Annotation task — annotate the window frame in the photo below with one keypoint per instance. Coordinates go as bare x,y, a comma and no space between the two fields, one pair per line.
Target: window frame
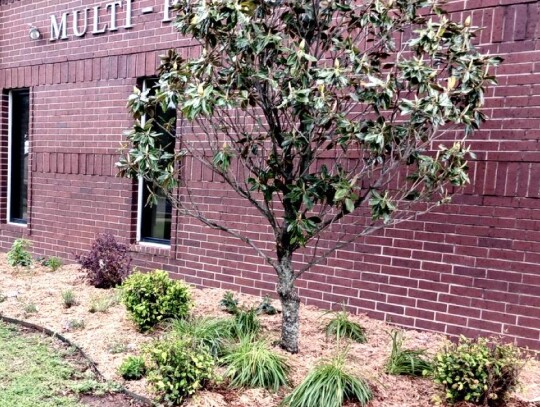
9,220
147,241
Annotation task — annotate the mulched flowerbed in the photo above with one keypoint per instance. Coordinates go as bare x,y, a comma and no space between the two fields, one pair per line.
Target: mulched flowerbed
107,338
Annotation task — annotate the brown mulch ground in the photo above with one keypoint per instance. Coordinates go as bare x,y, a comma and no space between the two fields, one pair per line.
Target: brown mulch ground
108,337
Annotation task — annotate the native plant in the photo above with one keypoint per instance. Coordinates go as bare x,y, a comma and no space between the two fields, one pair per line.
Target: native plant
480,371
252,363
314,112
411,362
340,326
19,254
107,263
329,384
153,297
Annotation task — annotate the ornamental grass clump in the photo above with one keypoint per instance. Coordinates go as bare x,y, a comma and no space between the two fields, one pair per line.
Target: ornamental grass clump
252,363
210,333
340,327
410,362
108,262
330,385
151,298
481,371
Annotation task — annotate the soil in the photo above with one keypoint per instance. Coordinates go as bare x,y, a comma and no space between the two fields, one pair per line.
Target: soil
107,338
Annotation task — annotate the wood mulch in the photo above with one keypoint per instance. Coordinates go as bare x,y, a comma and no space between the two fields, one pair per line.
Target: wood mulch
107,338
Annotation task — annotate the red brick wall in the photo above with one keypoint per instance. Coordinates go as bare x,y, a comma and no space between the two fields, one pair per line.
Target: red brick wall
473,267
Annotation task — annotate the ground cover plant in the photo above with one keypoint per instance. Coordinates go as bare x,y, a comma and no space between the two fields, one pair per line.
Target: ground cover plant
411,362
153,297
278,87
107,263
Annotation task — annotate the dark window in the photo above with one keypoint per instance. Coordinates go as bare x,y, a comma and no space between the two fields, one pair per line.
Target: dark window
19,145
155,225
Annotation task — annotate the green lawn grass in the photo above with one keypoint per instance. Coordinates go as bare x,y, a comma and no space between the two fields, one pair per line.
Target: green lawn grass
33,373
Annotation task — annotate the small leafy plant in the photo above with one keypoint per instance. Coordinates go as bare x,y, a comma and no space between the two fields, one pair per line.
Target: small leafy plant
229,303
68,298
54,263
340,326
254,364
108,262
19,254
177,369
151,298
329,385
266,307
481,371
210,333
409,362
246,323
132,368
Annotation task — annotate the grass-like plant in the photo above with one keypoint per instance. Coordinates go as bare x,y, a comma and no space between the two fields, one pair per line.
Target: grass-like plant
246,323
68,297
211,333
329,385
409,362
252,363
340,326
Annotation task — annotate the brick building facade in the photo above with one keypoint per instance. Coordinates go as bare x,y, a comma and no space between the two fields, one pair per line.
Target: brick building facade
471,267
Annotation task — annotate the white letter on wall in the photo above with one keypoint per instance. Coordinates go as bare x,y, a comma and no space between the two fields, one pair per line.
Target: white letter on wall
59,31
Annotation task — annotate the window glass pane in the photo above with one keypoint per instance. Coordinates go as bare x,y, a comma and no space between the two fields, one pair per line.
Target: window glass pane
156,218
19,156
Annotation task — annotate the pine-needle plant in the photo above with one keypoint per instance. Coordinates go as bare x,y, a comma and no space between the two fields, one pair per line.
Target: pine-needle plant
210,333
246,323
410,362
68,298
340,327
252,363
19,256
330,385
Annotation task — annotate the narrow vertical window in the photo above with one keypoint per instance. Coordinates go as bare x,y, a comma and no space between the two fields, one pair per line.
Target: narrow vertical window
19,120
154,220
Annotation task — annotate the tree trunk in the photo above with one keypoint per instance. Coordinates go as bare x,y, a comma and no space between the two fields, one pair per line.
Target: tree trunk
290,304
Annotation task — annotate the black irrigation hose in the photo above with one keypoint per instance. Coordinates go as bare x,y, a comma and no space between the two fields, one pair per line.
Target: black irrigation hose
145,400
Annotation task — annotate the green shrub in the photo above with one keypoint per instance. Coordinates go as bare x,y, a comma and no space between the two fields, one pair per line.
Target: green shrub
228,303
340,326
406,361
211,333
329,385
177,369
481,371
19,255
132,368
254,364
68,297
153,297
246,323
54,263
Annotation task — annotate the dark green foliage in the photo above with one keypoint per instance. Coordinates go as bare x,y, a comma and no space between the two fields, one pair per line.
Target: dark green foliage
153,297
19,255
480,371
132,368
409,362
107,263
340,326
329,385
229,303
252,363
266,307
177,369
246,323
210,333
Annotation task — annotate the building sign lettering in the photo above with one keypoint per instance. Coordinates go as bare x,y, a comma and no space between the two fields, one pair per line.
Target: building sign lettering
100,19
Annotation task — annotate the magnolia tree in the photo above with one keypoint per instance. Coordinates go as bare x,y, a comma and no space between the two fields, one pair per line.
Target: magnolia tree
314,111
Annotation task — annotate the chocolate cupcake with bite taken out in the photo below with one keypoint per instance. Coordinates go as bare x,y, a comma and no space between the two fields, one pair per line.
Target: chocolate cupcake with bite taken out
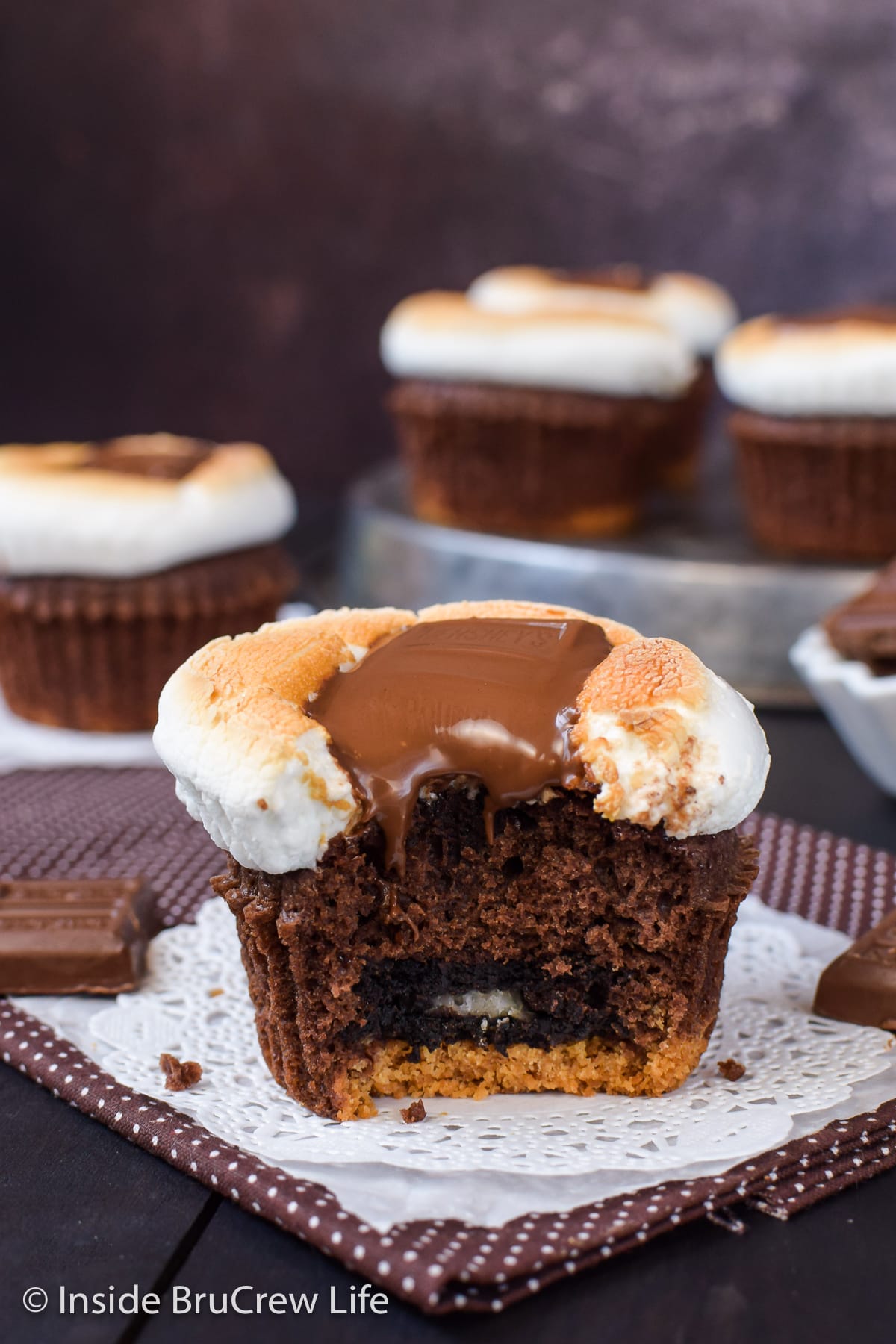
551,423
815,430
488,848
119,559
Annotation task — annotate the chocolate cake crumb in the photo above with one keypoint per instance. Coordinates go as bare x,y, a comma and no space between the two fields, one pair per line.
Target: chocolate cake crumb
179,1075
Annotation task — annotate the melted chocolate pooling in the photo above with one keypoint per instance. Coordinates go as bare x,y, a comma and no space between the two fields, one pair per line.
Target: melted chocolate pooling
166,465
492,700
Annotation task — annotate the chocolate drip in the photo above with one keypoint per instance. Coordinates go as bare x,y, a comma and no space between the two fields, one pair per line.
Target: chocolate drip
492,700
159,464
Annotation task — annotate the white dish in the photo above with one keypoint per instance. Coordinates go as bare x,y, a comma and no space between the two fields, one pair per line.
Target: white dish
860,706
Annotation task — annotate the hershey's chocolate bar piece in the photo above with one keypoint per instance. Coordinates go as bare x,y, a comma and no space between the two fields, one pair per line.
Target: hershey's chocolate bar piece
69,937
860,986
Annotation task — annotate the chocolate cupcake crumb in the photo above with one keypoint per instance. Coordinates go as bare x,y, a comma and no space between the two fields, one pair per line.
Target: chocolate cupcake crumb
179,1075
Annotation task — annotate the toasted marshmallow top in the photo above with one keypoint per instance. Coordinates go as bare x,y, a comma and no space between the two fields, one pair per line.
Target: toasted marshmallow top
668,742
445,336
830,366
697,309
168,500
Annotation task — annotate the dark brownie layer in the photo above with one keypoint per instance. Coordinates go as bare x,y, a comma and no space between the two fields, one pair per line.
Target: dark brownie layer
628,927
399,1003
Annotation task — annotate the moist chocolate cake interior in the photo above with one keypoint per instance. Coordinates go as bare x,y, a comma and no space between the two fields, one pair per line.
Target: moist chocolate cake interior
481,907
588,929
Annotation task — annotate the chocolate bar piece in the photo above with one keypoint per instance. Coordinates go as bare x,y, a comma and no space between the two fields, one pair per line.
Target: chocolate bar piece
72,937
860,986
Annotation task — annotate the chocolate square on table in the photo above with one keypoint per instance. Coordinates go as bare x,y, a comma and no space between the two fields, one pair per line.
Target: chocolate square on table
73,936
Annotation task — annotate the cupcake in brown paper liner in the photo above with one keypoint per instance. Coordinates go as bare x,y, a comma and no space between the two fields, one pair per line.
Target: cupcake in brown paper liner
695,308
815,432
120,559
553,423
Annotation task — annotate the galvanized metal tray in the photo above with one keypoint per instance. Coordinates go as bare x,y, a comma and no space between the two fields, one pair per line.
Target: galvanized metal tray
691,574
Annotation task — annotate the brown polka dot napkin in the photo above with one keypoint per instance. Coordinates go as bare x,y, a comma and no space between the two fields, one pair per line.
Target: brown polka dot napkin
121,823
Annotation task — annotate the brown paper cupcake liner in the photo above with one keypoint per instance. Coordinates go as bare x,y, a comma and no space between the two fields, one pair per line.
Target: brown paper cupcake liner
94,653
535,461
821,488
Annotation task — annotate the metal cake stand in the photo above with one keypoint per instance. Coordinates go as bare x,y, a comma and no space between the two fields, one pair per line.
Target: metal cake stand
691,574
========
Exercise directions: Given the data above, transcribe exactly the lines from the one containing "Target: small leafy plant" down to the one containing "Annotation task — annotate the window glass", and no others.

Reply:
Target: small leafy plant
229,303
68,298
54,263
340,326
254,364
108,262
19,254
177,369
151,298
329,385
266,307
481,371
210,333
409,362
246,323
132,368
Annotation task — annotate the grass-like plant in the photo above with one keypoint per instance. Coordinates go as bare x,y, a comma and no space between the two fields, one pair per line.
Target: grass-like plant
246,323
68,297
211,333
329,385
409,362
252,363
340,326
Annotation task — annotate the brick building facade in the photo above with one keypoint per instance. Coordinates go as bare x,y, a comma and no space between the two fields, one pair per line.
Target: brick building facade
471,267
Annotation task — annotate the white letter on wall in the photo above with one keypoint per instance. Coordinates go as bare x,y, a comma and no space between the two fields, one pair per line.
Target: white letter on wall
59,31
Annotation task — annotate the window glass pane in the photo above with one keypoint per instance. Coordinates go as bare x,y, a comma and no space between the two fields, one pair per line.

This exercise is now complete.